**PROBLEM TO WORK ON**.
Beginning with the line containing "of the blue" and ending with the last line of the entries below, copy each line exactly and nothing else.

Start of INFORMATION SHOWN

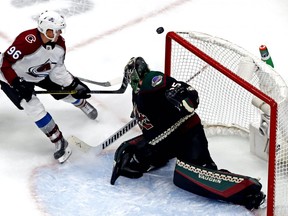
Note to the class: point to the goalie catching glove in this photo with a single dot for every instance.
(183, 97)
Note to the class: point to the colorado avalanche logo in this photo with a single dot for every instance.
(156, 80)
(30, 38)
(41, 70)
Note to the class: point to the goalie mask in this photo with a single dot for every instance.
(135, 71)
(51, 20)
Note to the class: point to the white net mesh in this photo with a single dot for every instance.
(226, 107)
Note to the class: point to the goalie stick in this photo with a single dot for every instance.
(121, 90)
(97, 149)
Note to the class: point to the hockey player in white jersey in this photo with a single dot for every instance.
(36, 58)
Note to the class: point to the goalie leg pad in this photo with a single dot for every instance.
(220, 185)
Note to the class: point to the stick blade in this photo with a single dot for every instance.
(80, 144)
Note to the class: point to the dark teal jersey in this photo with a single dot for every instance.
(154, 112)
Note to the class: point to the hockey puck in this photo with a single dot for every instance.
(160, 30)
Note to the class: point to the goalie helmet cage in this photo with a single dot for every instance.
(211, 65)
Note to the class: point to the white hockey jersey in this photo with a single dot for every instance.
(28, 57)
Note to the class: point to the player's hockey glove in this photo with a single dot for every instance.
(183, 97)
(83, 90)
(23, 88)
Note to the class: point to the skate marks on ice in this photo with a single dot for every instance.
(81, 187)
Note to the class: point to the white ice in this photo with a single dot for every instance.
(101, 37)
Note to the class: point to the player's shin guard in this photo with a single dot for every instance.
(62, 150)
(221, 185)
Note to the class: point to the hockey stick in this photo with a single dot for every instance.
(121, 90)
(105, 84)
(97, 149)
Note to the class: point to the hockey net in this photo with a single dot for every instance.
(232, 100)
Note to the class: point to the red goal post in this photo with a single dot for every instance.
(227, 99)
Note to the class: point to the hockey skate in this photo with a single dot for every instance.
(88, 109)
(62, 151)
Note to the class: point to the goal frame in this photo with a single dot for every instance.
(173, 36)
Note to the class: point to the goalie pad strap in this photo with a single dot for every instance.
(214, 184)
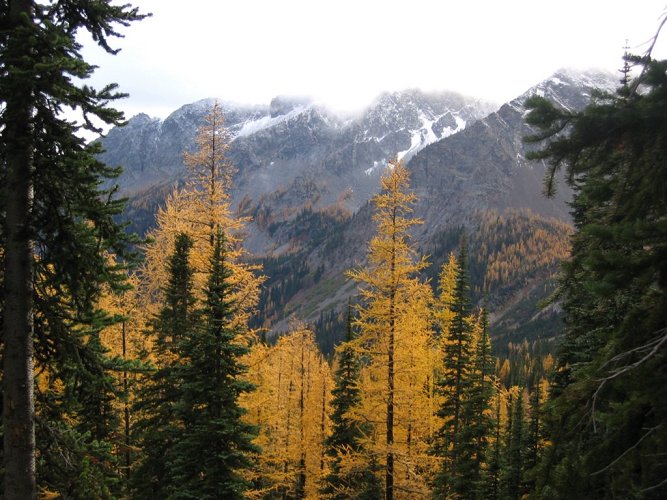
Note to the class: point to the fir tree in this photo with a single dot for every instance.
(454, 386)
(477, 424)
(344, 444)
(514, 466)
(605, 419)
(57, 225)
(215, 445)
(157, 430)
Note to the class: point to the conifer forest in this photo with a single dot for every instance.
(145, 367)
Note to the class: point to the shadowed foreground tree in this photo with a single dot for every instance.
(607, 417)
(56, 226)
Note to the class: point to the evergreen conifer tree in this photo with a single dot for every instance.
(214, 445)
(477, 423)
(157, 430)
(56, 226)
(356, 479)
(454, 386)
(605, 417)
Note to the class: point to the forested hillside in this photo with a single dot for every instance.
(445, 333)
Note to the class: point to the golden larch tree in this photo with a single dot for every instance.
(395, 331)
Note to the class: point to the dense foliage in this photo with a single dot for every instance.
(608, 409)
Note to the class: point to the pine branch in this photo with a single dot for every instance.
(610, 465)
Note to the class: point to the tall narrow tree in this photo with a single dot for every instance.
(56, 223)
(606, 415)
(350, 474)
(455, 383)
(157, 401)
(385, 288)
(211, 374)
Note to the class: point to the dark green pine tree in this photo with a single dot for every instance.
(514, 462)
(346, 433)
(607, 412)
(56, 226)
(533, 446)
(455, 386)
(157, 431)
(476, 421)
(215, 445)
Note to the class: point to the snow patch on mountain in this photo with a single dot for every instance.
(253, 126)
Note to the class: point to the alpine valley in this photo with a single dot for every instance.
(305, 175)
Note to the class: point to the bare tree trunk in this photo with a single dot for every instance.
(389, 479)
(18, 400)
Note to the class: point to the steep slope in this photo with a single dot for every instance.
(477, 181)
(289, 155)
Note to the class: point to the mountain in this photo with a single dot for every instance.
(305, 175)
(476, 181)
(289, 154)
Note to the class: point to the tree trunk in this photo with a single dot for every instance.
(389, 479)
(18, 401)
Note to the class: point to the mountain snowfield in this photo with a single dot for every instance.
(305, 176)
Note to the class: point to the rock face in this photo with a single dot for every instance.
(291, 153)
(305, 175)
(484, 167)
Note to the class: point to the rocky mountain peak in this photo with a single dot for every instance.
(283, 105)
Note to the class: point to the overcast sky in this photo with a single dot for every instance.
(345, 52)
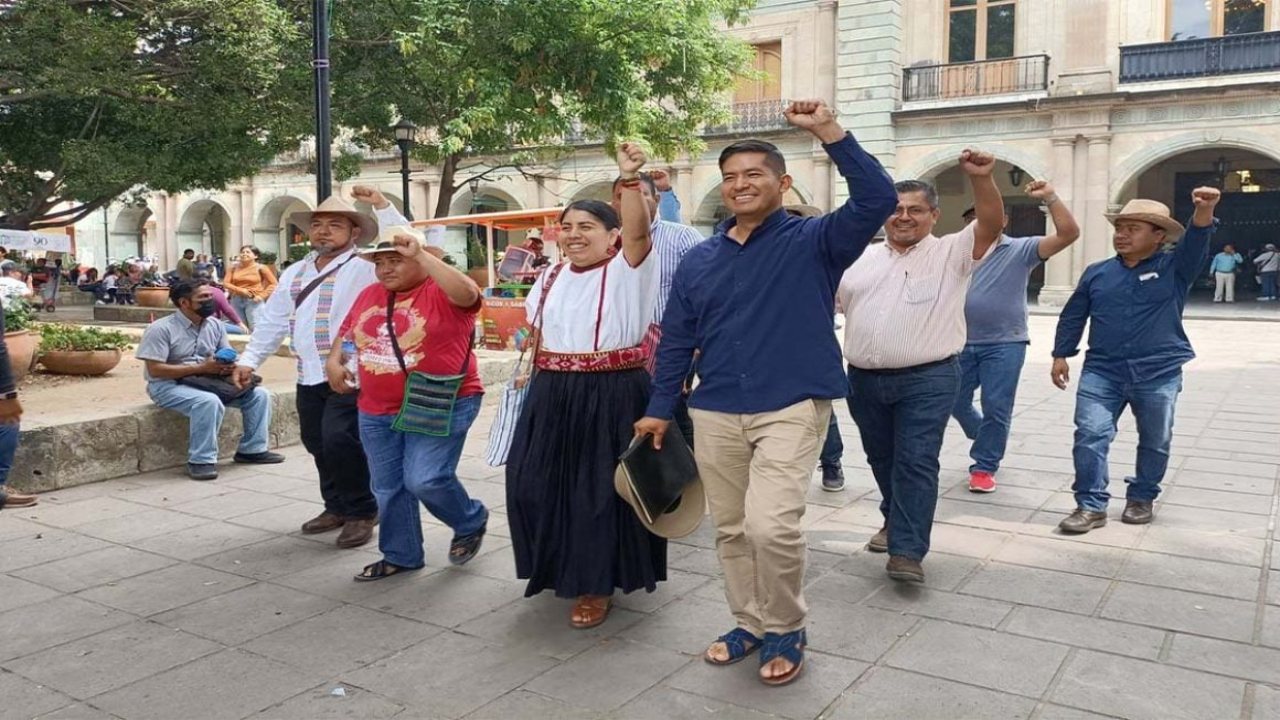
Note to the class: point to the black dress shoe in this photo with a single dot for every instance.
(259, 458)
(1137, 513)
(1082, 522)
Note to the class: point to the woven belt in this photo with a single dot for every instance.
(606, 361)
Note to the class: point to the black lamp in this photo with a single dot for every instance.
(405, 132)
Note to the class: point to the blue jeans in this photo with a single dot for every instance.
(993, 368)
(205, 413)
(408, 468)
(901, 418)
(1098, 404)
(833, 447)
(9, 434)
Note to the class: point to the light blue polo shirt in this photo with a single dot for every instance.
(995, 310)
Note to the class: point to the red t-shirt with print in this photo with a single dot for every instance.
(433, 336)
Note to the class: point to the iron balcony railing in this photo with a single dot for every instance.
(1206, 57)
(954, 81)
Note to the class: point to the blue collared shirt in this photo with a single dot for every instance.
(1134, 314)
(760, 311)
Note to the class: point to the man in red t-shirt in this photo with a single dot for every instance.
(429, 329)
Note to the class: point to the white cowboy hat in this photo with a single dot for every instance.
(1148, 212)
(336, 205)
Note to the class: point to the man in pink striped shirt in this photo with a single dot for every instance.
(904, 308)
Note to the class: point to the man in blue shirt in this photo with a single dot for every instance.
(996, 324)
(1137, 349)
(1223, 268)
(757, 300)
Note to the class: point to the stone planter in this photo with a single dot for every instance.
(151, 296)
(22, 351)
(80, 361)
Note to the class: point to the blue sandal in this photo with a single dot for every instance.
(789, 647)
(736, 642)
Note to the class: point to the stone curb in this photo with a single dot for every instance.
(141, 438)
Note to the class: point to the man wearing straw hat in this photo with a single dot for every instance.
(1137, 349)
(310, 304)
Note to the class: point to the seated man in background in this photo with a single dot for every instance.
(186, 345)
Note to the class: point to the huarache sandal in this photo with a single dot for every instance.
(787, 646)
(590, 611)
(465, 547)
(379, 570)
(739, 643)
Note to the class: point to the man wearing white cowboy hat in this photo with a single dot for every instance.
(1137, 349)
(309, 305)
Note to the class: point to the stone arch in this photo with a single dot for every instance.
(1128, 172)
(204, 226)
(272, 227)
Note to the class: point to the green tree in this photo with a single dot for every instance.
(488, 82)
(103, 98)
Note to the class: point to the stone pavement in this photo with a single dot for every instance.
(160, 597)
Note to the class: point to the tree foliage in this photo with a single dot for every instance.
(99, 98)
(484, 77)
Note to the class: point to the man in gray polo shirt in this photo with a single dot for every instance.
(996, 346)
(184, 345)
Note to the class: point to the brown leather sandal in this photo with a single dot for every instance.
(593, 611)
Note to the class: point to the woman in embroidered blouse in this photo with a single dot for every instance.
(250, 283)
(571, 532)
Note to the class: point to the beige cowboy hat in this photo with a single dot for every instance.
(385, 242)
(336, 205)
(1148, 212)
(676, 523)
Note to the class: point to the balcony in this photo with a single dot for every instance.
(1206, 57)
(762, 115)
(956, 81)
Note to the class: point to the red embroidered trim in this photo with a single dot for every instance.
(606, 361)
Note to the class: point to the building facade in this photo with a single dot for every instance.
(1106, 99)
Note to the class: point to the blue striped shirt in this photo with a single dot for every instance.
(670, 241)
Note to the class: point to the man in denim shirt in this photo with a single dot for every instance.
(1137, 349)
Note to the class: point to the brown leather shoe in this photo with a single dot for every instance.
(1082, 522)
(323, 523)
(1137, 513)
(356, 532)
(904, 569)
(880, 541)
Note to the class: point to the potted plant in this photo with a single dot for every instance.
(18, 338)
(73, 350)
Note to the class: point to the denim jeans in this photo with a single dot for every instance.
(833, 447)
(9, 434)
(901, 417)
(408, 468)
(1098, 404)
(205, 411)
(993, 368)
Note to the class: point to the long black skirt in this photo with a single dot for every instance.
(571, 531)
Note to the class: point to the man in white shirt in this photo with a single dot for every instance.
(309, 305)
(904, 327)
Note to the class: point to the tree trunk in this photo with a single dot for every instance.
(448, 172)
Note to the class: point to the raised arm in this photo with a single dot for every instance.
(635, 215)
(845, 232)
(1065, 228)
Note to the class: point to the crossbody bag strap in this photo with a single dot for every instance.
(311, 286)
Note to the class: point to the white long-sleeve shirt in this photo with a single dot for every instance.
(272, 324)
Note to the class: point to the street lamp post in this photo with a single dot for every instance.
(405, 131)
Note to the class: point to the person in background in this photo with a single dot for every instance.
(250, 283)
(1223, 267)
(419, 318)
(1269, 269)
(183, 345)
(997, 337)
(1133, 304)
(187, 265)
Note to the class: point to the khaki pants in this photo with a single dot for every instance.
(757, 472)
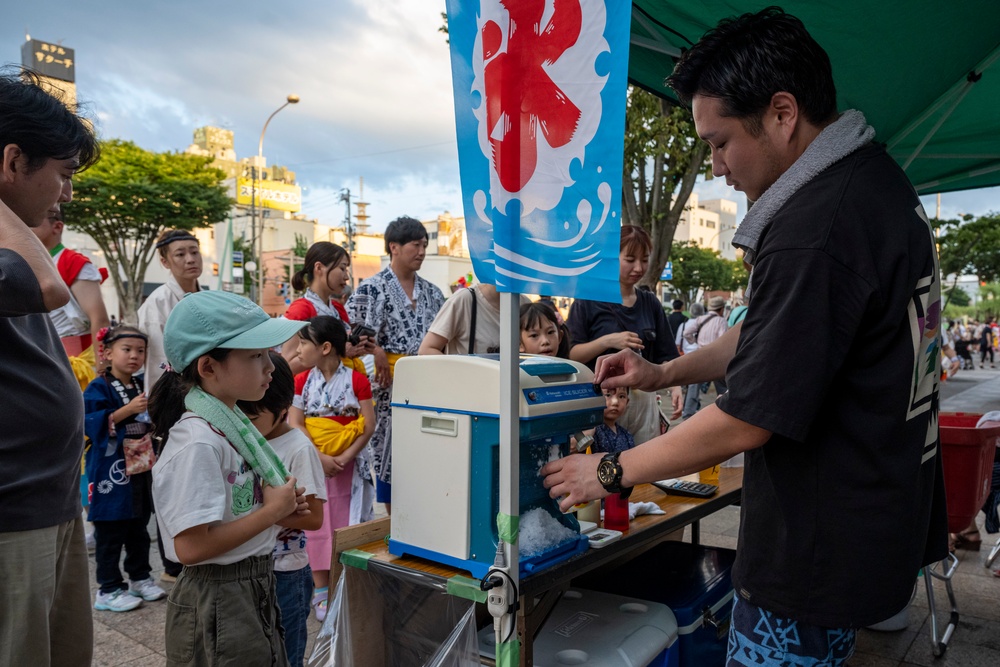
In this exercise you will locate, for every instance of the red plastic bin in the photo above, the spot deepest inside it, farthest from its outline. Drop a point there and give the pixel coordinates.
(967, 457)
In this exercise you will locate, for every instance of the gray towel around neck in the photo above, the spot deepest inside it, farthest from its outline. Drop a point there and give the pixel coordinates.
(837, 140)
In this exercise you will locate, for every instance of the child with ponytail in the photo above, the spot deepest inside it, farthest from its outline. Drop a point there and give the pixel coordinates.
(221, 492)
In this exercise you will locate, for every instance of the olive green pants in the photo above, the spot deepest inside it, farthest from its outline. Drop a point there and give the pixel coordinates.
(220, 615)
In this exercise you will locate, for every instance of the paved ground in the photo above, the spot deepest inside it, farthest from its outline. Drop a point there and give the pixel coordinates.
(136, 638)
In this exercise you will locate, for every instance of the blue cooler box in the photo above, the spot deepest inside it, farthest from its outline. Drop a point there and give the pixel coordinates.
(694, 581)
(600, 630)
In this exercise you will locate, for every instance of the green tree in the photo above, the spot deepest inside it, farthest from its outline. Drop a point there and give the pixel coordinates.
(968, 245)
(128, 198)
(242, 244)
(697, 268)
(957, 296)
(299, 251)
(663, 158)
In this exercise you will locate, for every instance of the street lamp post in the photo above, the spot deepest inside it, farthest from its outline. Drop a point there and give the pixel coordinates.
(291, 99)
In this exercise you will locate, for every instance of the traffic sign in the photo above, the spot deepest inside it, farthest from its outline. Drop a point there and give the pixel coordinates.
(238, 266)
(668, 272)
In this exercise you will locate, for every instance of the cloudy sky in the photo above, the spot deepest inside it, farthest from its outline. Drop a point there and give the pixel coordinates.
(374, 77)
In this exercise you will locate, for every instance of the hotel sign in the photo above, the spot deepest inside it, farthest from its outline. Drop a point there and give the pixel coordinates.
(270, 194)
(52, 60)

End of INFORMATION SHOWN

**REPLY**.
In this exercise you will locate, for every instance of the blue cooler box in the photo above, the spot deepest inside it, farthest from its outline. Drop a point there and give the pixel coordinates.
(694, 581)
(600, 630)
In this exercise you will locate, for every instance of the green tree in the photo above, the spot deepest inside it, farthest from its outline. Drop a point there and give the pixel coordinates.
(968, 245)
(128, 198)
(242, 244)
(697, 268)
(957, 296)
(299, 251)
(663, 158)
In this exercise you will locate, for every instance of the street lamp post in the photo above, the spot deepest inside it, farthest from its outline. Drop a point there and give the pixel coordinates.
(291, 99)
In this exercise you will locate, for every instance of the traffic sign in the photo above, the spot deepest inside it, farthest from its outline. Drop a point there and give the pixel coordinates.
(238, 266)
(668, 272)
In this exercise you will locate, for every instance of the cloudy sky in the photo above, the spot deepest inside it, farthest from its outline. Drop a point there and give the pixel coordinates.
(374, 77)
In this exercise you will locate, for every instance of the hotel sign in the photo above, the spot deepest inside it, farthest from its outline. Drop a point there and give the pixel coordinates.
(270, 194)
(52, 60)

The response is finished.